'Breathless': The science behind effective campaigns

Peter Pynta
By Peter Pynta | 14 July 2021
 

Peter Pynta is the CEO and founder of Neuro-Insight.

Sharp Edges
I’d congratulate the new Sydney campaign’s fundamental approach. It’s much closer to the proximity of The Grim Reaper content I espoused a month ago. Harder-hitting campaigns invariably carry ‘sharper edges’ – which is why they walk through the doorway to memory far more effectively than their rational counterparts. My tip is to continue unapologetically in this direction. Do not let the perceived safety of rational, middle-of-the-road campaigns, file these sharp edges off.

Creating the next COVID vaccine campaign was always going to be a thankless task – with subjective commentary & opinions flying in every direction – which rarely offers anything constructive. I want to draw on some of the evidence that I’ve seen, read and researched that supports a campaign such as this. A campaign that changes attitudes and drives behaviour – preferably with urgency. Firstly, behaviour change can only occur when a piece of communication is committed to long term memory. The neuroscience has proven this vital link between memory encoding and behaviour. How ads can achieve this defies any ‘rules of effectiveness’ type prescription. That’s because every ad is a unique piece of chemistry and we must respect this fundamental truth.

◆ Source data ◆
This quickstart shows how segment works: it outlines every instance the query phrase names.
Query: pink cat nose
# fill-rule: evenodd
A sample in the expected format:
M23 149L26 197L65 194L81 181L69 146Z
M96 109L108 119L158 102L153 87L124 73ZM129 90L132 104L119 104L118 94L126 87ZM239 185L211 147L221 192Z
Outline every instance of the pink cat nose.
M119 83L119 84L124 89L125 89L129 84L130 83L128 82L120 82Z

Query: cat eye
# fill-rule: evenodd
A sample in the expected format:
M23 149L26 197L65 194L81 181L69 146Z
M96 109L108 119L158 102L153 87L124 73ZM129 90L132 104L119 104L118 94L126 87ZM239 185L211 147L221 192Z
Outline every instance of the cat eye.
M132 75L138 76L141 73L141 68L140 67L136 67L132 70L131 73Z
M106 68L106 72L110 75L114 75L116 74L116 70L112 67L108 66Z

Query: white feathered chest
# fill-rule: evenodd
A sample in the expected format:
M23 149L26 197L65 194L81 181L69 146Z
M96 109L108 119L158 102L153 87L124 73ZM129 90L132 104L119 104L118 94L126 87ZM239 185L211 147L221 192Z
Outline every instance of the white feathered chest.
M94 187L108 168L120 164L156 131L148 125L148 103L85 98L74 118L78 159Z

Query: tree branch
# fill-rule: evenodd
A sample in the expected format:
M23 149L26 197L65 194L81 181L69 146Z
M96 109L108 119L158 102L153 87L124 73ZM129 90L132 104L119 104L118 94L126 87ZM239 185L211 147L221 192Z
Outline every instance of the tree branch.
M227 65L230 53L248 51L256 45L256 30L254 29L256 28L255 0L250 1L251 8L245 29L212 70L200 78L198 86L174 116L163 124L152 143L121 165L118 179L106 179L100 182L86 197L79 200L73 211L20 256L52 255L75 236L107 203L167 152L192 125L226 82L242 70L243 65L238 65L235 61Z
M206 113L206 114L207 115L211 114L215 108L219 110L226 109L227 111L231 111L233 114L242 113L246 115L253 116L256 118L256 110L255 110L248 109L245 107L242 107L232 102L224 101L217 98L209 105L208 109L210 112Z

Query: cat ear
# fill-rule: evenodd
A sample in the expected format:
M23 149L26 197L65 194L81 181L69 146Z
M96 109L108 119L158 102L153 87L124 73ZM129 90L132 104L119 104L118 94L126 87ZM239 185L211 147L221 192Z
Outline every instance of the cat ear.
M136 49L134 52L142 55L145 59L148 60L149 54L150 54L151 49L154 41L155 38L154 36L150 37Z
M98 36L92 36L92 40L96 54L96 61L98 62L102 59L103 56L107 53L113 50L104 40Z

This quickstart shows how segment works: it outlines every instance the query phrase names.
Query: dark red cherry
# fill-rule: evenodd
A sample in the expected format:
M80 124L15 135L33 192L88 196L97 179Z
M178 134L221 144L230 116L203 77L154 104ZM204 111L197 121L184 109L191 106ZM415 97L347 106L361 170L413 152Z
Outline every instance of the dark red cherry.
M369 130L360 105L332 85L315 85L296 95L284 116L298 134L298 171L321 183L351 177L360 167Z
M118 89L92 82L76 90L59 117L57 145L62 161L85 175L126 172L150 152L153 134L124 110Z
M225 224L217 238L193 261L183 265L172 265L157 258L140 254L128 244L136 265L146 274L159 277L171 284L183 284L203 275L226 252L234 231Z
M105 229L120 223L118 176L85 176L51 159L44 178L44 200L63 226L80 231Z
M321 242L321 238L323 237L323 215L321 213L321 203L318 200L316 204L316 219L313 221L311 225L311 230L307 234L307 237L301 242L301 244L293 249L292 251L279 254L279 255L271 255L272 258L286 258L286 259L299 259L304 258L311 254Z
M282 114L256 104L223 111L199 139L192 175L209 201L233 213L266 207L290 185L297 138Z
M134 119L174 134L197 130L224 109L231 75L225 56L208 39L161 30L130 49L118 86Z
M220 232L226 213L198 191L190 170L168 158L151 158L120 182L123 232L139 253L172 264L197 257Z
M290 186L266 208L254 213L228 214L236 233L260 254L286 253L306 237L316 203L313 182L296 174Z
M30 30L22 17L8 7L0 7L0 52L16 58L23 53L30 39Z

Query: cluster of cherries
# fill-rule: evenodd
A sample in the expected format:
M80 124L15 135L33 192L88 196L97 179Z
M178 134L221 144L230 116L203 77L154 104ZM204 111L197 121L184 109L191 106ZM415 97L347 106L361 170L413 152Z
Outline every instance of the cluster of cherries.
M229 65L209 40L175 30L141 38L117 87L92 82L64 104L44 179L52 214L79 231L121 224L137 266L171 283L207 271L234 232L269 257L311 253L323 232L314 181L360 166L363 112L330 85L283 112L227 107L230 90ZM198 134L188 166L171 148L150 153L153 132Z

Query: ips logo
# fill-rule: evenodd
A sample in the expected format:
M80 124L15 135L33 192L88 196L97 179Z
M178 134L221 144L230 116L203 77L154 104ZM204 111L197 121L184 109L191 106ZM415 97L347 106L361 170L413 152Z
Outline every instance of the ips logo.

◆ Work request 1 ◆
Answer these questions from the column on vaccine campaigns:
(a) What role does Peter Pynta hold at Neuro-Insight?
(b) What earlier content does the author say the new Sydney campaign is much closer to?
(c) Under what condition, according to the text, can behavior change occur?
◆ Work request 2 ◆
In the column on vaccine campaigns, write out everything from "Creating the next" down to "this fundamental truth." again, swapping "thankless" for "difficult".

◆ Exercise output 1 ◆
(a) He is the CEO and founder.
(b) The Grim Reaper content he espoused a month ago.
(c) Only when a piece of communication is committed to long-term memory.

◆ Exercise output 2 ◆
Creating the next COVID vaccine campaign was always going to be a difficult task – with subjective commentary & opinions flying in every direction – which rarely offers anything constructive. I want to draw on some of the evidence that I’ve seen, read and researched that supports a campaign such as this. A campaign that changes attitudes and drives behaviour – preferably with urgency. Firstly, behaviour change can only occur when a piece of communication is committed to long term memory. The neuroscience has proven this vital link between memory encoding and behaviour. How ads can achieve this defies any ‘rules of effectiveness’ type prescription. That’s because every ad is a unique piece of chemistry and we must respect this fundamental truth.